• Goal of the exercise
Return every line of the entries below word for word, omitting the pictures.

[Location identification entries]
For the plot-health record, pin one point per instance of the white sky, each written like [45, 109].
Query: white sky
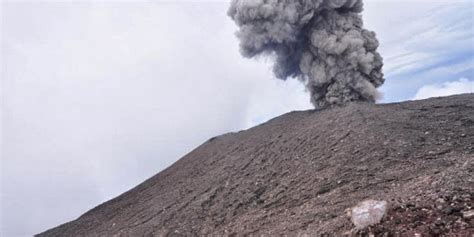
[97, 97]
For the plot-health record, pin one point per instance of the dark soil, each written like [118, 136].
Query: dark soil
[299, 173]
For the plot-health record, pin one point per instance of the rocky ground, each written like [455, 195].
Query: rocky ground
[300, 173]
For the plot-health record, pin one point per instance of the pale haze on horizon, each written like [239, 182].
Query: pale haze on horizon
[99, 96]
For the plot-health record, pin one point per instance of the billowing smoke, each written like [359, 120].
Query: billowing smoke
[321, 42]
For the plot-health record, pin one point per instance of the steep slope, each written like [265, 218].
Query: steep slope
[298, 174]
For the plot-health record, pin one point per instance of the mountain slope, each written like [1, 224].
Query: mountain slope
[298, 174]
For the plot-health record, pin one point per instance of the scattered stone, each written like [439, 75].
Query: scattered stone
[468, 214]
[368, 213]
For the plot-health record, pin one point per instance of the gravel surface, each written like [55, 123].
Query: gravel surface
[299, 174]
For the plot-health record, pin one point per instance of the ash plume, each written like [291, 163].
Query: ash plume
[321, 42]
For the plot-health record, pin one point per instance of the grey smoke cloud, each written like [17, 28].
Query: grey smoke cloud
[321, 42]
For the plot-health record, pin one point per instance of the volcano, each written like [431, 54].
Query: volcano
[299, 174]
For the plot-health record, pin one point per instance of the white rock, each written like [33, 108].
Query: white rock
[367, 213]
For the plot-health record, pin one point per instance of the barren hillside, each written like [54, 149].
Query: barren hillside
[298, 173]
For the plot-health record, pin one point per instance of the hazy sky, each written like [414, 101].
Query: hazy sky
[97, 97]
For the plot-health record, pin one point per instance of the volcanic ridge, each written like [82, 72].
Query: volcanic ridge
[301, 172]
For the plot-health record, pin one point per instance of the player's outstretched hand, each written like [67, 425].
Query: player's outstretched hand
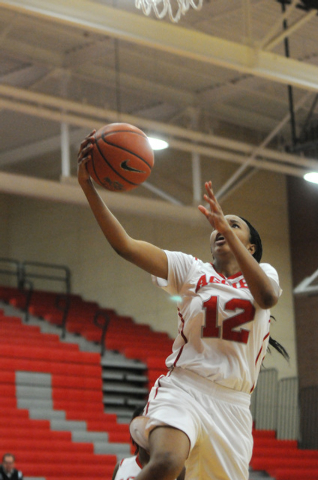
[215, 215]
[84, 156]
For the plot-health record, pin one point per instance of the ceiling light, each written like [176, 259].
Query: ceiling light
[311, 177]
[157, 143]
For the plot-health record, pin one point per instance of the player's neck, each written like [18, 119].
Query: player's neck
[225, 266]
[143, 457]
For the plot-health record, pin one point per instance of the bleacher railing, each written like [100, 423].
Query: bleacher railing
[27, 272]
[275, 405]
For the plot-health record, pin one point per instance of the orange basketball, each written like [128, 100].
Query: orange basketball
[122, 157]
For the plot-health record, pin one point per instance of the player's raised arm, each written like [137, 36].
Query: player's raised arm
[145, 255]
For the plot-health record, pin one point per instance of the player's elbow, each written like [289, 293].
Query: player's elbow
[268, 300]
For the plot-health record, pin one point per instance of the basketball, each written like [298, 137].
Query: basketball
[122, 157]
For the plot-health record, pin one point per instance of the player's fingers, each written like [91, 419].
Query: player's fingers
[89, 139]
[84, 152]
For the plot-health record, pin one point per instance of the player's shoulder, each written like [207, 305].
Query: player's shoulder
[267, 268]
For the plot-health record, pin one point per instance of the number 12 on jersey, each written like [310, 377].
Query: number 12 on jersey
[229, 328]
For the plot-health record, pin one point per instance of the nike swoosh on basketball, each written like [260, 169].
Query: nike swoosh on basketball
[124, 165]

• Task result
For the plot-health record, pin one point per instance of the white sky, each written like [45, 109].
Query: white sky
[97, 97]
For the plot-health record, pin one point per instance of the dark soil, each written like [118, 136].
Query: dark soil
[299, 173]
For the plot-health record, pin one point per instance of the rocky ground, each written like [455, 195].
Query: rocky ground
[300, 173]
For the plot-health record, pin one point per instance of the pale haze on horizon, each written like [239, 182].
Query: pale haze on horizon
[99, 96]
For the plot-health record, pin one point per instance of the billowing smoke, each written like [359, 120].
Query: billowing smoke
[321, 42]
For the plot-health record, pin one point per instance of the steep slope, each written like [265, 218].
Query: steep slope
[298, 174]
For the plot-health record, pin one point per instance of the mountain slope, each written like [1, 224].
Query: mountain slope
[298, 174]
For the plot-health record, pin one point per instance of the scattered stone, each written like [439, 75].
Query: scattered stone
[468, 214]
[368, 213]
For the plot-health record, pin one point per instance of the gravel surface, each written like [55, 123].
Query: gravel surface
[299, 174]
For the plot-health record, pin one point per instance of the ash plume, each written like [291, 163].
Query: ash plume
[321, 42]
For the plot-health record, pin one point per instance of the grey smoke cloud, each written like [17, 28].
Query: grey smoke cloud
[321, 42]
For the plot-health record, pin one point per instance of the volcano, each written like [431, 54].
Query: volcano
[299, 174]
For the plot-health record, pin one point per instance of the white rock, each written like [33, 108].
Query: white rock
[367, 213]
For the plot-health record, pin one point per instance of the barren hillside, each written like [54, 149].
Query: barren hillside
[298, 173]
For the plot-health record, pin one point per instance of the hazy sky, each written like [414, 101].
Query: hazy sky
[97, 97]
For the plot-health record, pin one point per instance of the volcanic ridge, each written like [82, 72].
Query: volcanic ridge
[301, 172]
For the plot-health record, pin one point per instance of the player's outstretched hand, each written like [67, 425].
Query: player's outstretched hand
[215, 215]
[84, 156]
For the plot-health record, pin one point per instance of the ceiling light, each written like [176, 259].
Query: ceiling light
[311, 177]
[157, 143]
For the plot-health record, pin one point per instance of the player's neck, each written like [18, 119].
Query: player's neck
[225, 266]
[143, 457]
For the plot-health record, pin one point per instance of the bleacher railing, each written like [100, 423].
Query: bleacher railing
[27, 272]
[275, 405]
For the plot-health record, pin one point per instance of the orange basketball, each written like [128, 100].
Query: orange basketball
[122, 157]
For the plot-health record, pin one point per instance of the player's raised arm, each written like [137, 36].
Query: player's raised arm
[145, 255]
For the plot-health record, pin one point per instance of the player's elbow, each written like [289, 293].
Query: player's elbow
[268, 300]
For the plot-health record, pin one point per instance of the basketball, each written like [298, 137].
Query: basketball
[122, 157]
For the plot-health record, pin one point per instance of the player's fingers, each written like [91, 419].
Query: player's fingers
[89, 139]
[84, 152]
For the plot-health record, pin one point per instance of the player's shoulder, each written like [207, 305].
Query: player's shoulder
[267, 268]
For the plot-health record, pin one point per instance of the number 12 on jersey, each written like [310, 377].
Query: number 12 on jersey
[229, 328]
For the plot-health record, pin one point per instance of the nike swoosh on basketball, each written like [260, 169].
Query: nike swoosh on basketball
[124, 165]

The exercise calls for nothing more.